= What is being asked =
Scan the entries below. Return every line that includes "board".

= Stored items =
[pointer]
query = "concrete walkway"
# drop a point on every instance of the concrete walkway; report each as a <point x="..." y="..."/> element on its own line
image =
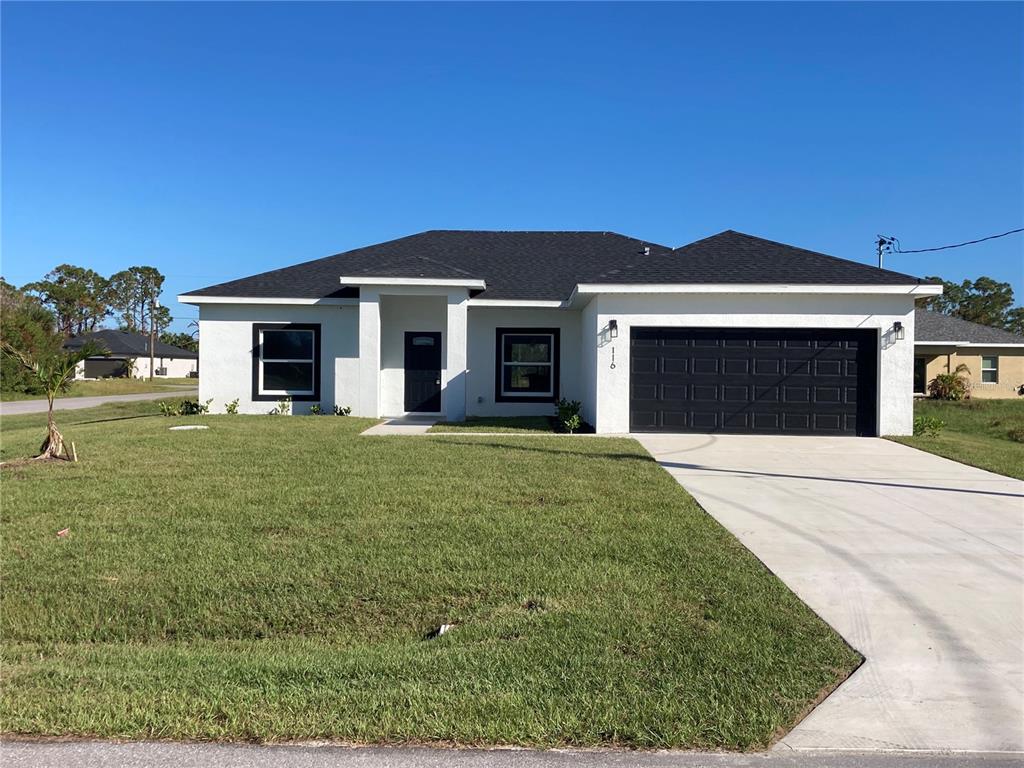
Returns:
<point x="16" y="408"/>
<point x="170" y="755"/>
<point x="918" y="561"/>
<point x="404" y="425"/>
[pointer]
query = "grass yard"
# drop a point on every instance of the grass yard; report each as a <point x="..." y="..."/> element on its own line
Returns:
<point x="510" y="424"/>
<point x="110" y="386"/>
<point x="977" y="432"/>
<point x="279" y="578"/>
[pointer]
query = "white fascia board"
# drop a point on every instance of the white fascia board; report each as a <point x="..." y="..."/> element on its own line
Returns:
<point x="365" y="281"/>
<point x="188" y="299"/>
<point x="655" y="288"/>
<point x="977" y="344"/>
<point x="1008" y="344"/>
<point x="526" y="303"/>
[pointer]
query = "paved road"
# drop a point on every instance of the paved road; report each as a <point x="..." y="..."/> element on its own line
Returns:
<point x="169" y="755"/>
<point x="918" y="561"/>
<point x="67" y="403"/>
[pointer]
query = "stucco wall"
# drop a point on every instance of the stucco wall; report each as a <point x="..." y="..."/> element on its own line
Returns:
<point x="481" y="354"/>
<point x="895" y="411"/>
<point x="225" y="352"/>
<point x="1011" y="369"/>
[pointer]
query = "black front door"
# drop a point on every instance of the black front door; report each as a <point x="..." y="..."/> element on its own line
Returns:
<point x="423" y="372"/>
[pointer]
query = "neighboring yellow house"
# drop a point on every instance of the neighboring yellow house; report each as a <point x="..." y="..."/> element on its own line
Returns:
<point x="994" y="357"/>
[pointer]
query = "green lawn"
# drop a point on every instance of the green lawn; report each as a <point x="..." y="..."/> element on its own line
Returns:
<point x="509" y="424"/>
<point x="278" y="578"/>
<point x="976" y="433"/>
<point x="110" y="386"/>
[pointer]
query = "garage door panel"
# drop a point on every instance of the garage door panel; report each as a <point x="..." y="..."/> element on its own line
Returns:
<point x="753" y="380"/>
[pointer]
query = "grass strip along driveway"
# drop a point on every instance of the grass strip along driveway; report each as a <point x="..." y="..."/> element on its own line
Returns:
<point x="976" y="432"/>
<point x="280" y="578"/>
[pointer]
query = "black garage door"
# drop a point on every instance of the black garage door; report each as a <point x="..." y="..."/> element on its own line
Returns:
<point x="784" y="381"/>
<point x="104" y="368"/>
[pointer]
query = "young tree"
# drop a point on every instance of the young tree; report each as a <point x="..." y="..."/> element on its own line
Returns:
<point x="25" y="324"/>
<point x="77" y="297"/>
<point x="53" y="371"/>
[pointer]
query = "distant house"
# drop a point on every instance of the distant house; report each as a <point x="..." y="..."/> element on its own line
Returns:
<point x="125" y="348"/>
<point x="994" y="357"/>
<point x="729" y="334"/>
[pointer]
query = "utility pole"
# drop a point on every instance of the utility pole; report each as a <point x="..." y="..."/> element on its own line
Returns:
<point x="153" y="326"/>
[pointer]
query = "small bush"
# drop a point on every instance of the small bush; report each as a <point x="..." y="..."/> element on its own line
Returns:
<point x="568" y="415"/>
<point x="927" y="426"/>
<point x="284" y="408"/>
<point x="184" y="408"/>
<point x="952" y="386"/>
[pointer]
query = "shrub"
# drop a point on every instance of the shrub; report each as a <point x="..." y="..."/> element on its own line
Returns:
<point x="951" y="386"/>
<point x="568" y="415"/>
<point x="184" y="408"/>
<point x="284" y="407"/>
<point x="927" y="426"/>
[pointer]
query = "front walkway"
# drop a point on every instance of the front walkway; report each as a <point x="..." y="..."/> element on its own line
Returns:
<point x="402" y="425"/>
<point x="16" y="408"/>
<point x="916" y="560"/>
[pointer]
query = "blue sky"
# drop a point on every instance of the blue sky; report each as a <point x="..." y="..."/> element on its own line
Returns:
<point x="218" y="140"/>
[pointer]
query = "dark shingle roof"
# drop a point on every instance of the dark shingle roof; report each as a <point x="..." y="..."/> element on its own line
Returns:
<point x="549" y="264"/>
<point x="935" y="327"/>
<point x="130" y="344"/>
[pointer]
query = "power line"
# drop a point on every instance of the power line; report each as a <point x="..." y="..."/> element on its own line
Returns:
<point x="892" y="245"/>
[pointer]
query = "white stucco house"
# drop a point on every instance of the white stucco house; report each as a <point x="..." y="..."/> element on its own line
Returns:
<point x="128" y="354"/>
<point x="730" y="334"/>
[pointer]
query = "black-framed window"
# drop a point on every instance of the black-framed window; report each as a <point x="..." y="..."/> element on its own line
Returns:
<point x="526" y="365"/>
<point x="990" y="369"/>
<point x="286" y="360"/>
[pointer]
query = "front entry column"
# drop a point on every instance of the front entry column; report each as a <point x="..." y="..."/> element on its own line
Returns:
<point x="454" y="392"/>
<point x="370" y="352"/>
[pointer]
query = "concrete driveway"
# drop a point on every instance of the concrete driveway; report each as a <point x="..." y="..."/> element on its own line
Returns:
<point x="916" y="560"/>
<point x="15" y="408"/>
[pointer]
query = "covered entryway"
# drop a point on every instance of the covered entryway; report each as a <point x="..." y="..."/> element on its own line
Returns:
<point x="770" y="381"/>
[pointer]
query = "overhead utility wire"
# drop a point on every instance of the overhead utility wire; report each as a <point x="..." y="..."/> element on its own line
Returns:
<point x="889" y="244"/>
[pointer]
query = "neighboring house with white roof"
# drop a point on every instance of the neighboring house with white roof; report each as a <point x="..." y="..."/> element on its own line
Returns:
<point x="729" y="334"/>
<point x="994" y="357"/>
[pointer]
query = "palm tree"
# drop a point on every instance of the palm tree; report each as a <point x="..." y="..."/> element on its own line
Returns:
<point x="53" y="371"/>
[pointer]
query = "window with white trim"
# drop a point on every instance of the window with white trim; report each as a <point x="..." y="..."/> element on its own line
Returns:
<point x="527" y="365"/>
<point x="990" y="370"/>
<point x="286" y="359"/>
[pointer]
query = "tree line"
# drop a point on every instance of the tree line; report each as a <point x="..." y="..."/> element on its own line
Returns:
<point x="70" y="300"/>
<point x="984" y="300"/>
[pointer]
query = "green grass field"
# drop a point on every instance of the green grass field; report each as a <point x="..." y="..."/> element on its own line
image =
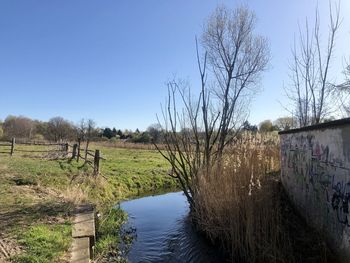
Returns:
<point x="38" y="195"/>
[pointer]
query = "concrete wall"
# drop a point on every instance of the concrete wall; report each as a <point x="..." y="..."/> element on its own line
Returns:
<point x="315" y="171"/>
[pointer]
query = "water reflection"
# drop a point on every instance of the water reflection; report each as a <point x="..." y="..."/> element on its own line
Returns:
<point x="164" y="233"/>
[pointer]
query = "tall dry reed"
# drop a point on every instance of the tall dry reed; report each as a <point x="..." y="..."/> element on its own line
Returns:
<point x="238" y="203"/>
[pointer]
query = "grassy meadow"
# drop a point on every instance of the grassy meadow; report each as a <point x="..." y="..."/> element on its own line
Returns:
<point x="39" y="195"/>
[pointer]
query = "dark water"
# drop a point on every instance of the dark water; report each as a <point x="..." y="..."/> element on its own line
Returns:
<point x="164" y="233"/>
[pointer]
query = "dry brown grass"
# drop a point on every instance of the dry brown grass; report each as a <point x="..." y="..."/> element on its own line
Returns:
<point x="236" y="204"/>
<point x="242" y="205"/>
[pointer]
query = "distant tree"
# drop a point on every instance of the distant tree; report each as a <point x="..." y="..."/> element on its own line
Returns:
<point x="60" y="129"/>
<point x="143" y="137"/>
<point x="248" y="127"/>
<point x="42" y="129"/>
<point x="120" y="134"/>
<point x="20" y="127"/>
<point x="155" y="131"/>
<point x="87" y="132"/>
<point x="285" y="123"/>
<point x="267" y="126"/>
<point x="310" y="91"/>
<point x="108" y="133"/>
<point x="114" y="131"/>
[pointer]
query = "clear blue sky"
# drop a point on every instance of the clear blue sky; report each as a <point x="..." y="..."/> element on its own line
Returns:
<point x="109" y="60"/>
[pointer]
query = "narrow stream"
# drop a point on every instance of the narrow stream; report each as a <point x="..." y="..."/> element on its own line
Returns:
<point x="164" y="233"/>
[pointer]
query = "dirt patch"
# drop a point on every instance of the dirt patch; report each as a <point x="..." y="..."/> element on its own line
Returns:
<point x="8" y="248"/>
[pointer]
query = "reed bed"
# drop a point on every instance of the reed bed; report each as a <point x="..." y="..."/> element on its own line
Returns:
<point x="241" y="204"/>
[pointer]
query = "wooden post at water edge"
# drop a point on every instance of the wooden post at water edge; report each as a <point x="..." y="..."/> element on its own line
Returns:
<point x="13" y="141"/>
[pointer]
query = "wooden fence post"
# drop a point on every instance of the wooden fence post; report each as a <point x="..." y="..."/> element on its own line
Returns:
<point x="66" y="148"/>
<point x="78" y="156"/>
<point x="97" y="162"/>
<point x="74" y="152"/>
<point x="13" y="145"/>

= Solution to this task =
query = "white fascia board"
# drop a point on every instance of the white fascia board; report each as a <point x="..." y="..."/> element on its own line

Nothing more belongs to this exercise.